What the task requires: Give back the records in their entirety, exactly.

Source material:
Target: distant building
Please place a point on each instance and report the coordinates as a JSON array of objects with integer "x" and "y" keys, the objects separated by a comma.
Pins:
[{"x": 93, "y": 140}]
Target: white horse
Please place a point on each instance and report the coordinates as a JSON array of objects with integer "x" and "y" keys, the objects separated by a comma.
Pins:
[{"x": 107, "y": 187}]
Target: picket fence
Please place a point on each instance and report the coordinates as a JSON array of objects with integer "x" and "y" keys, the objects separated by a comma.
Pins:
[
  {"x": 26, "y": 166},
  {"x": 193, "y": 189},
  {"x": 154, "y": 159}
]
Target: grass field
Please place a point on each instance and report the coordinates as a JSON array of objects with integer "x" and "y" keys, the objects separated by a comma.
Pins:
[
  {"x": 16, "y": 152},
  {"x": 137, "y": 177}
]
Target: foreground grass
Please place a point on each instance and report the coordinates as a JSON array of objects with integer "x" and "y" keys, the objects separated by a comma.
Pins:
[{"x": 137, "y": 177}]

Task response:
Target: distant building
Please place a point on each instance and report the coordinates as a JSON array of objects with integer "x" and "y" keys, the objects separated by a comma.
Pins:
[{"x": 93, "y": 140}]
Target: white horse
Please place a point on each instance and report the coordinates as a JSON array of objects with integer "x" and "y" keys, the objects separated by a comma.
Pins:
[{"x": 107, "y": 187}]
Target: picket fence
Please place a point on each instance and report the coordinates as a JSON array of objects with integer "x" and "y" keys, the objects separated by a comma.
Pins:
[
  {"x": 26, "y": 166},
  {"x": 193, "y": 189},
  {"x": 154, "y": 159}
]
Target: grass field
Please place a point on each instance and report the coordinates as a JSON array of objects with integer "x" and "y" keys, the objects separated by a comma.
Pins:
[
  {"x": 16, "y": 152},
  {"x": 137, "y": 177}
]
Target: foreground grass
Please place a point on each instance and report the coordinates as a JSON array of objects with integer "x" and "y" keys, the objects separated by a comma.
Pins:
[{"x": 137, "y": 177}]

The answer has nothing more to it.